[Begin]
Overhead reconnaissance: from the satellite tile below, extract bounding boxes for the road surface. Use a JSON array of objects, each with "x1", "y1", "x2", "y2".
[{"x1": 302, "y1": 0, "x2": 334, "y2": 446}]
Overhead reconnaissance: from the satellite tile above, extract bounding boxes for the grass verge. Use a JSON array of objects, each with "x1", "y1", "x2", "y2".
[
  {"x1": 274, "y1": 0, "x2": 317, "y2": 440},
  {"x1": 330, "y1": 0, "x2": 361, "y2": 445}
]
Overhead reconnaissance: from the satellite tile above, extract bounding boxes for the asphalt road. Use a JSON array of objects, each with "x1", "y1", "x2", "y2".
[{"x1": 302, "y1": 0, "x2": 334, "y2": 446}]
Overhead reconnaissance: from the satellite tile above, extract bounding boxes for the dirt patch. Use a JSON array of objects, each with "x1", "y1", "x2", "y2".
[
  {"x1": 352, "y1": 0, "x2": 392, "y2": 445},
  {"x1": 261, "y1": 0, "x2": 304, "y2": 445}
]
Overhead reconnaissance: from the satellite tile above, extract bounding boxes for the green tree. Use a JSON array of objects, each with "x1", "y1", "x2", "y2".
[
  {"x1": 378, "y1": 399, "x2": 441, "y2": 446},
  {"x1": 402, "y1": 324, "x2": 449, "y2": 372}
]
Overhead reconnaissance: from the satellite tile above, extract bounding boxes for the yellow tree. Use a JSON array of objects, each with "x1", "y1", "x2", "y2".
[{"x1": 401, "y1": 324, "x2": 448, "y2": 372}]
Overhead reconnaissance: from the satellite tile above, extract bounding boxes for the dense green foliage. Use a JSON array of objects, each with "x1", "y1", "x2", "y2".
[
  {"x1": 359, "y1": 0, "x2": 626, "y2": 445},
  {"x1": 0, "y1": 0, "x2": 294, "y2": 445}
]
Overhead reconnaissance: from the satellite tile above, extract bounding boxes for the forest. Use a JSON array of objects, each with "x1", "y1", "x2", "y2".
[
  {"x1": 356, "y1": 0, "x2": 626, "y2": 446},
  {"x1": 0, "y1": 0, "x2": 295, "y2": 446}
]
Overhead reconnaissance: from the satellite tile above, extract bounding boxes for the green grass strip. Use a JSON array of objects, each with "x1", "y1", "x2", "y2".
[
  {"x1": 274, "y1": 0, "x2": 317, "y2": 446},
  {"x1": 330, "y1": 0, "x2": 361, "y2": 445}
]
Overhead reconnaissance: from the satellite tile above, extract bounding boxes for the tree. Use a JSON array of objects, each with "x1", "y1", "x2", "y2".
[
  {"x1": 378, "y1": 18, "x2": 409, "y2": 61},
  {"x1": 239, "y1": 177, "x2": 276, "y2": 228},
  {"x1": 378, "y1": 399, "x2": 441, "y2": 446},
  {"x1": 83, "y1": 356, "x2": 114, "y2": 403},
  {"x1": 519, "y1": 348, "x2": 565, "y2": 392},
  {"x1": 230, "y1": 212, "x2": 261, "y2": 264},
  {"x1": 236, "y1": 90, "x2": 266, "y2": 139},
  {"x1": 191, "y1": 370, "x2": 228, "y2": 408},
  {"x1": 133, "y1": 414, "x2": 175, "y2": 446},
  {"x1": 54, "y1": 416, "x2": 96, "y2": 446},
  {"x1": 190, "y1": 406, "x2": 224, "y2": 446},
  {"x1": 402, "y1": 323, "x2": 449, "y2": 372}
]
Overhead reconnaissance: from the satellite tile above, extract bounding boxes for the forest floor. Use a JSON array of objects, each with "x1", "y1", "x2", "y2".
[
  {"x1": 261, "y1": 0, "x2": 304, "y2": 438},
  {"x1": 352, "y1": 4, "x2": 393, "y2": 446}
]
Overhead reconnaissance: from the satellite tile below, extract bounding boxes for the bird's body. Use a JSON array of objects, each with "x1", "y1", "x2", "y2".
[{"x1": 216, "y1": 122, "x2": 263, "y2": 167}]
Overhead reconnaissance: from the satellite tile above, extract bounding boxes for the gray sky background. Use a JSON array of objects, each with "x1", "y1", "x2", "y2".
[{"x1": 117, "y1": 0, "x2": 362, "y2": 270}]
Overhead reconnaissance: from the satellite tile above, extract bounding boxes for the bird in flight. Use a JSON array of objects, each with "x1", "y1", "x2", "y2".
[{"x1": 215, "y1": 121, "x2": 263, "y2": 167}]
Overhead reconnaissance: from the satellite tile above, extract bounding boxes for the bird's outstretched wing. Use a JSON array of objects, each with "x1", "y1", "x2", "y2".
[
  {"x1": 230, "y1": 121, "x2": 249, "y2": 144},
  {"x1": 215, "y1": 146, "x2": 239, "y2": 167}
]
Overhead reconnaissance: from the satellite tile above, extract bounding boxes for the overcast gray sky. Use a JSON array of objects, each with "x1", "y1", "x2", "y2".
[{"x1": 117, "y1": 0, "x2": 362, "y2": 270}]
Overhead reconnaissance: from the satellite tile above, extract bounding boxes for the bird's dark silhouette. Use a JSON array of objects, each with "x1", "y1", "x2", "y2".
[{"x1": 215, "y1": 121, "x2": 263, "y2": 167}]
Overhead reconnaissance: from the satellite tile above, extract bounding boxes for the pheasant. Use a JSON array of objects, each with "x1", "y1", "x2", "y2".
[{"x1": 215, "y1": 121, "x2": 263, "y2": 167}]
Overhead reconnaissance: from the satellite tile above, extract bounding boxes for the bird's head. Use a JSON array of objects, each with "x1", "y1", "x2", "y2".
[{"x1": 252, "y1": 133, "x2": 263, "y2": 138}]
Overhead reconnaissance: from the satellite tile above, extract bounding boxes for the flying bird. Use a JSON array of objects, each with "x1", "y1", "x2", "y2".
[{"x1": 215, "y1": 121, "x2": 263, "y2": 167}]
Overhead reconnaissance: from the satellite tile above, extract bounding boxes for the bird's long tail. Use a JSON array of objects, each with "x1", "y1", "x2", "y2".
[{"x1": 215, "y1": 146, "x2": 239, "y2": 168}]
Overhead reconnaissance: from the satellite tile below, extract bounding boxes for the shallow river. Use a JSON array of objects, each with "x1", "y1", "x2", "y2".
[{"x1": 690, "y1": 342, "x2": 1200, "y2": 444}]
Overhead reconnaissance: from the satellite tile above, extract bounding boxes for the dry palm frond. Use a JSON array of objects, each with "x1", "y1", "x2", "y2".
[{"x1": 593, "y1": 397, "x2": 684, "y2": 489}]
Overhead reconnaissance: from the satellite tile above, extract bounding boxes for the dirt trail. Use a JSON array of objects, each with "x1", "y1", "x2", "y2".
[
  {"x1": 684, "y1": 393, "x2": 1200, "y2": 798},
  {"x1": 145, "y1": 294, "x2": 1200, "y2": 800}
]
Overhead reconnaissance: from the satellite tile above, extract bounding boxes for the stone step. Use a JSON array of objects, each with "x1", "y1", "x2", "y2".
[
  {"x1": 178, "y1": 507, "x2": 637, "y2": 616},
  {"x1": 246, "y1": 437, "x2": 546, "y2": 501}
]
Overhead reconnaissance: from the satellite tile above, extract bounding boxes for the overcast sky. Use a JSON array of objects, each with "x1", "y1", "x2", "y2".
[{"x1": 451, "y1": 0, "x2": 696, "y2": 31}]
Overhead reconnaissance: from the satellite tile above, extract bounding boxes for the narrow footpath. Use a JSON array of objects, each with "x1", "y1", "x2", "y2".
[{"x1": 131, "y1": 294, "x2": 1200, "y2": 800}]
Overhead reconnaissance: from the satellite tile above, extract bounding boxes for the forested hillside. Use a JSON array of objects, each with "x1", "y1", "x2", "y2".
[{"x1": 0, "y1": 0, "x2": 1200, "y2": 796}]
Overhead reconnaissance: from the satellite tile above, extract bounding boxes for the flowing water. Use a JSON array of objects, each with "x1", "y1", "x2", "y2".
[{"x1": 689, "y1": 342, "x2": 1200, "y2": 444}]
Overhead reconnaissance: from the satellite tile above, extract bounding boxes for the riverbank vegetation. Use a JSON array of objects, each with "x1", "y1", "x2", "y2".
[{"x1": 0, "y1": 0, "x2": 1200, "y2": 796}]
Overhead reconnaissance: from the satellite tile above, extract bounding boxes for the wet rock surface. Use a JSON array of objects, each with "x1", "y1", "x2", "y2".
[End]
§ **Exercise objective**
Copy the data above verbatim, starting with the line that contains "for the narrow" and continuing through the final line of the data.

§ **Task response**
Overhead reconnaissance: from the satellite tile above, extract bounding boxes for the narrow footpath. Use a JSON array of objects, each with "x1", "y1", "x2", "y2".
[{"x1": 131, "y1": 294, "x2": 1200, "y2": 800}]
Overhead reconnaissance: from the satellite tile above, extract bounding boxes for the forested hillside. Use a JSON array of objects, each with "x1", "y1", "x2", "y2".
[{"x1": 0, "y1": 0, "x2": 1200, "y2": 796}]
Overhead reconnaissance: from the satellite tile above, extract bounding boxes for the flowing water. Use a JSON array of objects, each with "x1", "y1", "x2", "y2".
[{"x1": 689, "y1": 342, "x2": 1200, "y2": 444}]
Overhead reconnaissance: from the satellite tile above, extract bounding boxes for the riverbank vegetation. Use a JSON array of objects, each with "x1", "y1", "x2", "y2".
[{"x1": 0, "y1": 0, "x2": 1200, "y2": 796}]
Overhead reconnaissance: from the satellite tile above, extract bounding boxes for the wet rock surface. Use a JSON array of objects, each with "x1", "y1", "x2", "y2".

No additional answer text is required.